● What you are asked to do
Write a continuation of the piece on grief, starting after its final sentence.

● Reading text
It’s so curious: one can resist tears and behave very well in the hardest hours of grief. But then someone makes you a friendly sign behind a window, or one notices that a flower that was in bud only yesterday has suddenly blossomed, or a letter slips from a drawer.. and everything collapses. ~Colette
Grief renders me a stranger in a strange land. Who expects these moments ten months after loss? I now want to hear from all of my family and friends where they were when Tom called them to tell them about Tiger’s death. About me in surgery. But I rarely ask. Seems selfish to pull others back into my sorrow. Somehow, any information that has to do with Tiger makes this all the more believable. I got it- all this time I accepted the inevitability of life and death. But now I’m floating again and I need stories to ground me. Maybe the Spring reminds me of all that pain, the surgery, the hopefulness. And moving from our home where all three of my children were conceived. It’s a relief yet somehow cutting a cord.
I’m in the moment of the ultrasound without a heartbeat. I knew the second they put the wand on my stomach- I knew he was gone. All else- the cheery technician telling me to look at my son’s profile, the call to the doctor to look for herself, the silence in my hospital room, the ‘I’m sorry’, all of it was distant, was like watching a movie. Like watching the cloud of dust after the towers fell here in NYC.
Some people know that moment only from the movies. (lucky for them). There wasn’t weeping or loud cries of NO like actors do. There is just an earth shattering silence thickly encased in shock. I have no idea if there were actually any tears.
Until today. I found myself back in that moment. I cried for that moment- Tiger’s moment. I heard myself say NO, I saw my hands shaking, I felt my chest vibrating.

● Source material
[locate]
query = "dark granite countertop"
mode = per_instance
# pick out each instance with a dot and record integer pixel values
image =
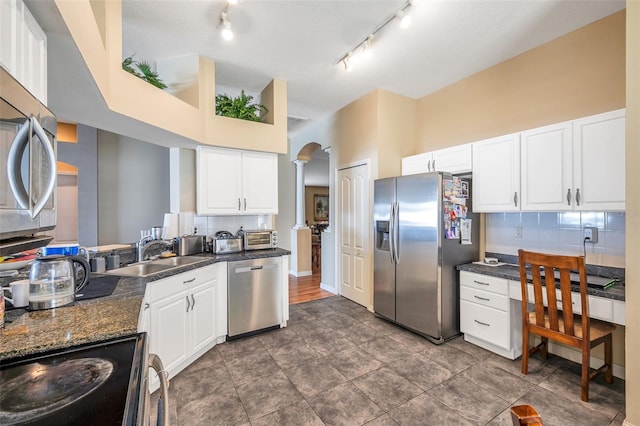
(512, 272)
(87, 321)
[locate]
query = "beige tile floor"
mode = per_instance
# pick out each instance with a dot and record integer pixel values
(337, 364)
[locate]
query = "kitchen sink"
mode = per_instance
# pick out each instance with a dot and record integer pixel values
(145, 269)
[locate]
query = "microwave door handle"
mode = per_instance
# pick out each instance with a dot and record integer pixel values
(14, 159)
(51, 156)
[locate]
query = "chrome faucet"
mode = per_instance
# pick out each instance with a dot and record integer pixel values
(146, 242)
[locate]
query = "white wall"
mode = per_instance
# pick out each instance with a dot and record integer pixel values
(133, 187)
(559, 233)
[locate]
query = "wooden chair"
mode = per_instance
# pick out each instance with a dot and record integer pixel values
(556, 321)
(525, 415)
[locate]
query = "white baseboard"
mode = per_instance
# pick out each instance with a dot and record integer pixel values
(330, 289)
(300, 273)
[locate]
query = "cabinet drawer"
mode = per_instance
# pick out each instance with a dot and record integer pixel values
(484, 282)
(485, 323)
(484, 298)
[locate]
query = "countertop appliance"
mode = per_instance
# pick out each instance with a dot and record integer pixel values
(54, 282)
(259, 239)
(254, 295)
(100, 383)
(28, 162)
(424, 227)
(188, 245)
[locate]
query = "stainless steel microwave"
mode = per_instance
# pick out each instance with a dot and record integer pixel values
(260, 239)
(28, 177)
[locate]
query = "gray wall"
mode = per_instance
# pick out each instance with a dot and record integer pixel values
(84, 155)
(133, 187)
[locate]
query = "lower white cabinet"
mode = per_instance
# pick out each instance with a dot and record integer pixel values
(187, 316)
(488, 318)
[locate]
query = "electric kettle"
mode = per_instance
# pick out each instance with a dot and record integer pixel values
(53, 280)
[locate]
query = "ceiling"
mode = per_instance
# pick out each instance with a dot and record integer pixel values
(301, 41)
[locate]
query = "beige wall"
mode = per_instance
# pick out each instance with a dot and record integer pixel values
(632, 251)
(576, 75)
(309, 207)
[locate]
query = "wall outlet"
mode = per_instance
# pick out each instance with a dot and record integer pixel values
(591, 234)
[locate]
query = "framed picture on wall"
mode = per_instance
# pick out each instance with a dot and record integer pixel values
(320, 207)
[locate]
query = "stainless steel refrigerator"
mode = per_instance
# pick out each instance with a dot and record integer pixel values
(423, 227)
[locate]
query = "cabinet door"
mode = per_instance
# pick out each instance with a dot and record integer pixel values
(496, 174)
(599, 161)
(203, 316)
(259, 183)
(546, 161)
(456, 159)
(170, 330)
(219, 177)
(415, 164)
(9, 31)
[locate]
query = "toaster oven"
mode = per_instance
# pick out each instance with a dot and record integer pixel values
(260, 239)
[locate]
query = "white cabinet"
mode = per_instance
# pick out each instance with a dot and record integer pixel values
(232, 182)
(599, 161)
(487, 314)
(546, 160)
(576, 165)
(23, 47)
(185, 312)
(496, 174)
(456, 159)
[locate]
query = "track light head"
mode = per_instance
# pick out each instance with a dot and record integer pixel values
(227, 34)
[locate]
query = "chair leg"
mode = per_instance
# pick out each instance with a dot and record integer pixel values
(525, 352)
(608, 359)
(584, 387)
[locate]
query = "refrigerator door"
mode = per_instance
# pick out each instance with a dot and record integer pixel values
(384, 301)
(418, 264)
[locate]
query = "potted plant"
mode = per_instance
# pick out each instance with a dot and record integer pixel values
(241, 107)
(145, 71)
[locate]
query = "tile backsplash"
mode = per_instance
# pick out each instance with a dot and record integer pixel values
(559, 233)
(209, 225)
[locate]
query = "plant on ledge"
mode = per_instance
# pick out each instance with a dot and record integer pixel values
(146, 73)
(240, 107)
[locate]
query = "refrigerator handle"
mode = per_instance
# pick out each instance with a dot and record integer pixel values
(392, 212)
(396, 214)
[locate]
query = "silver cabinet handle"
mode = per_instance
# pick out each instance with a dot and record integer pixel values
(20, 142)
(51, 157)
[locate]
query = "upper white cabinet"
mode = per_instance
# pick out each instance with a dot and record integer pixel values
(496, 174)
(577, 165)
(547, 158)
(23, 47)
(599, 161)
(233, 182)
(456, 159)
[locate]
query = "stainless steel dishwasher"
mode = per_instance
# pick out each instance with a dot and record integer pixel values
(254, 297)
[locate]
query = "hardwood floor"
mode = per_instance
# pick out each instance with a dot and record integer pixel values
(305, 289)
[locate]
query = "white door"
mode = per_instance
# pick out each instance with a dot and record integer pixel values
(496, 174)
(353, 222)
(546, 182)
(598, 162)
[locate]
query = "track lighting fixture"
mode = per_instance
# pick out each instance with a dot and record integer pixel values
(363, 49)
(227, 34)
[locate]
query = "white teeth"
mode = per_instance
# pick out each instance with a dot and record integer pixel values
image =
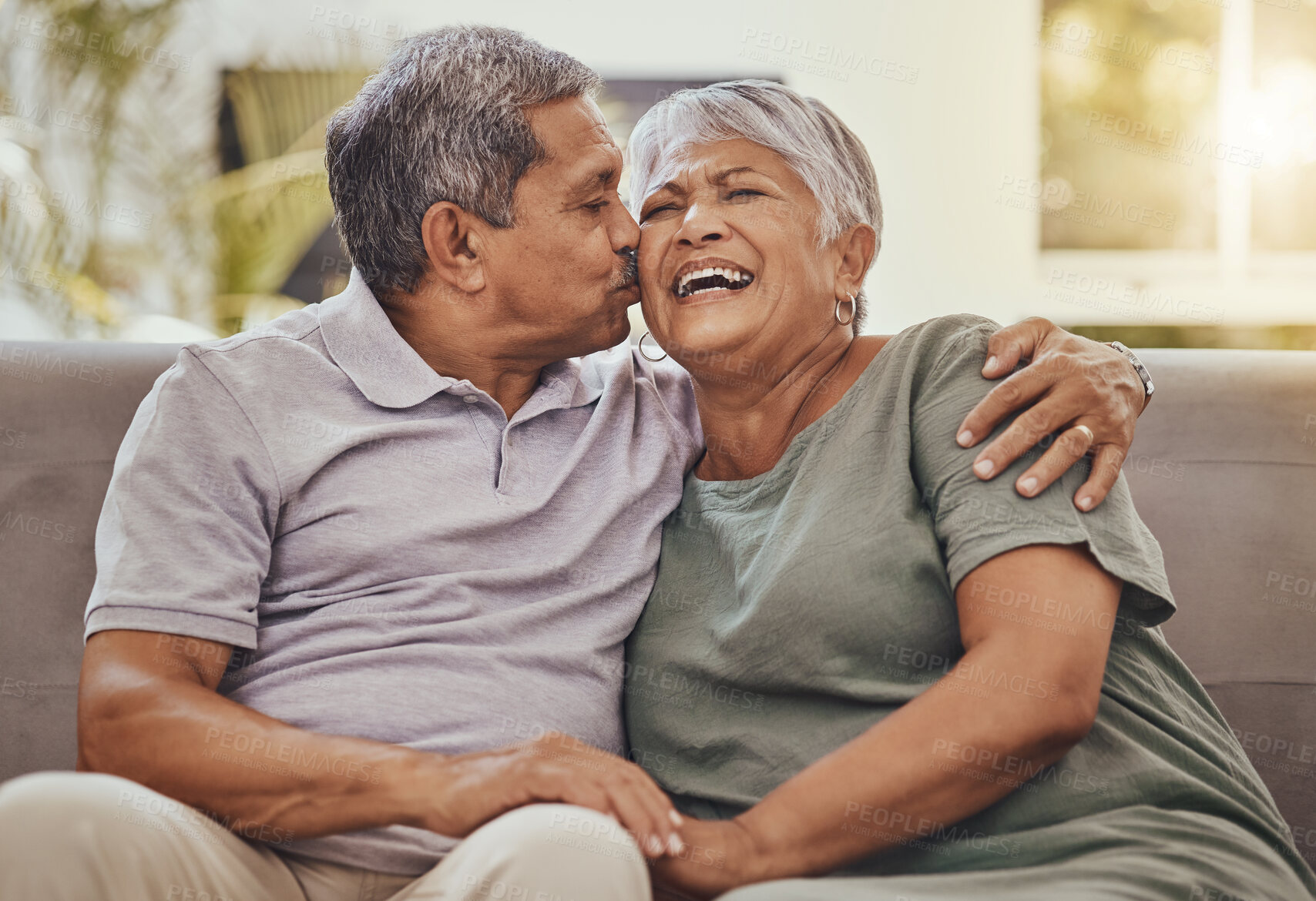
(734, 276)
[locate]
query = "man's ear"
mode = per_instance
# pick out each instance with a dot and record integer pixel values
(453, 243)
(857, 246)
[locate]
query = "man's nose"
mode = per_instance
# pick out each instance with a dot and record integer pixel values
(626, 234)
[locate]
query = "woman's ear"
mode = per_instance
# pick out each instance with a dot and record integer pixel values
(857, 246)
(453, 243)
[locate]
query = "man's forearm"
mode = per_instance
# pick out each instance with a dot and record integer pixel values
(230, 761)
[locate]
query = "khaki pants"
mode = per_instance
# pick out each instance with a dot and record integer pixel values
(62, 838)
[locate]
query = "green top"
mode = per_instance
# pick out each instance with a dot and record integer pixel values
(795, 609)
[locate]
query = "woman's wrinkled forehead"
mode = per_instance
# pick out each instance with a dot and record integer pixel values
(674, 163)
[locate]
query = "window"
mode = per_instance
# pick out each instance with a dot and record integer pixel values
(1178, 152)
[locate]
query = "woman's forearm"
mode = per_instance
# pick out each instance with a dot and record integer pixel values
(938, 759)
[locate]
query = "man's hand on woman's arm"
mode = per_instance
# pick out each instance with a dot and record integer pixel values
(148, 711)
(1018, 700)
(1069, 380)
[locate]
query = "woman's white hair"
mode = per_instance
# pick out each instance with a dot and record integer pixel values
(810, 139)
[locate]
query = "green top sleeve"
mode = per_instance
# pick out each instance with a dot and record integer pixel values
(977, 520)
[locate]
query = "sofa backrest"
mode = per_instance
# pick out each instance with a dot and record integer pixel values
(1223, 471)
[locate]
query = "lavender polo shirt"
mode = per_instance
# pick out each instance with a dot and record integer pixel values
(401, 562)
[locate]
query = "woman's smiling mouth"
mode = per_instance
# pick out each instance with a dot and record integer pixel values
(706, 276)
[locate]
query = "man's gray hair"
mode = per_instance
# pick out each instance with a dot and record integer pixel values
(810, 139)
(444, 119)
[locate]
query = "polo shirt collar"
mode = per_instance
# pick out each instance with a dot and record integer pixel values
(390, 373)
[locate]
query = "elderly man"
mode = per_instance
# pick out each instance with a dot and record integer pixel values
(364, 575)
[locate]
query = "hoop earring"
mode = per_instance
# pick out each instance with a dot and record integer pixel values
(854, 308)
(640, 345)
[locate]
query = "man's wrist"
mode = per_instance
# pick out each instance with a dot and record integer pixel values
(414, 787)
(1139, 369)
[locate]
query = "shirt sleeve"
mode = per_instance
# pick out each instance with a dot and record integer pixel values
(184, 536)
(977, 520)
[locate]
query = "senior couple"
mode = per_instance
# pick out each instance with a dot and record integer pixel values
(490, 605)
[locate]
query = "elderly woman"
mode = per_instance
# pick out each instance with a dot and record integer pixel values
(864, 671)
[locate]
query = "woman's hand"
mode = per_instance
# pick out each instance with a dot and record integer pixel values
(719, 856)
(474, 788)
(1068, 382)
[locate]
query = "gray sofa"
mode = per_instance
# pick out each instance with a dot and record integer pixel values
(1223, 471)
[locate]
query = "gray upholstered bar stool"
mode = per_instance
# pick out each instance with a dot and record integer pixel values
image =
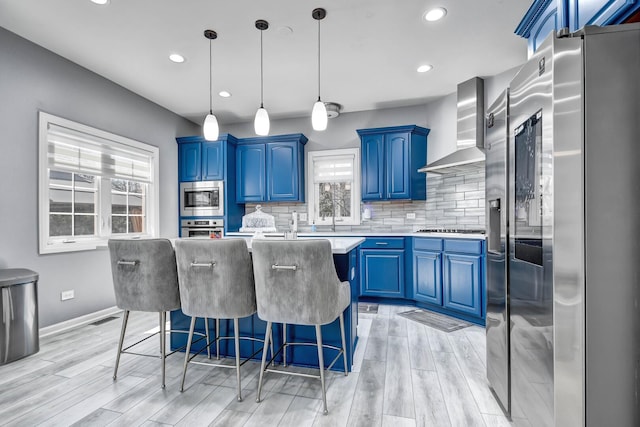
(144, 279)
(297, 283)
(216, 281)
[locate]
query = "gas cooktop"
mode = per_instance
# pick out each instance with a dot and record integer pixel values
(450, 230)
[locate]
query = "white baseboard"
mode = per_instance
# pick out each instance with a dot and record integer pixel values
(78, 321)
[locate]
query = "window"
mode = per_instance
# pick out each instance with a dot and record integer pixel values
(93, 185)
(334, 187)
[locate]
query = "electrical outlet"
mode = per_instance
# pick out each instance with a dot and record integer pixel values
(65, 295)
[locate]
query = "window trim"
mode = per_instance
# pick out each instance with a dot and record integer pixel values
(356, 185)
(46, 245)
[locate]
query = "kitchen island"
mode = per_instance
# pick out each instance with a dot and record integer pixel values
(345, 256)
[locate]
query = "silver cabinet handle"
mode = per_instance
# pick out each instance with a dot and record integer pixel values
(203, 264)
(284, 267)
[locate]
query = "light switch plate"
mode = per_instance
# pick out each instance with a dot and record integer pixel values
(65, 295)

● Reply to the task
And I wanted what you might think I would have asked for that day but didn’t until this morning: I wanted to go back- I wanted to go back to the day before Tiger died and I wanted to save him. I know. But that’s what I wanted. Just my super-mom costume and the power of time travel.
“Have you ever thought about what protects our hearts?
Just a cage of rib bones and other various parts
So it’s fairly simple to cut right through the mess,
And to stop the muscle that makes us confess
And we are so fragile,
And our cracking bones make noise,
And we are just,
Breakable, breakable, breakable girls and boys” – Ingrid Michaelson
I love the name Tiger now.
A beautiful spring morning in Brooklyn, walking Fletcher in the park…. and the tulips at Will’s tree are in bloom…. and I wanted you with me. I guess I longed for these morning walks with you, like I had with Lucy and Fletch minus Will’s tree years ago now. I thought we would go and visit Will- and life and death would combine just to be Love. Without you this morning I danced the life part…. found myself jealous of the flowers for being nourished by your ashes…. and once again tried to gather it all as love and bring it home, help it motivate the process of finding the child who will join our family.
You both are so present in our lives, only not in the way I had dreamed. So very different sweet boys.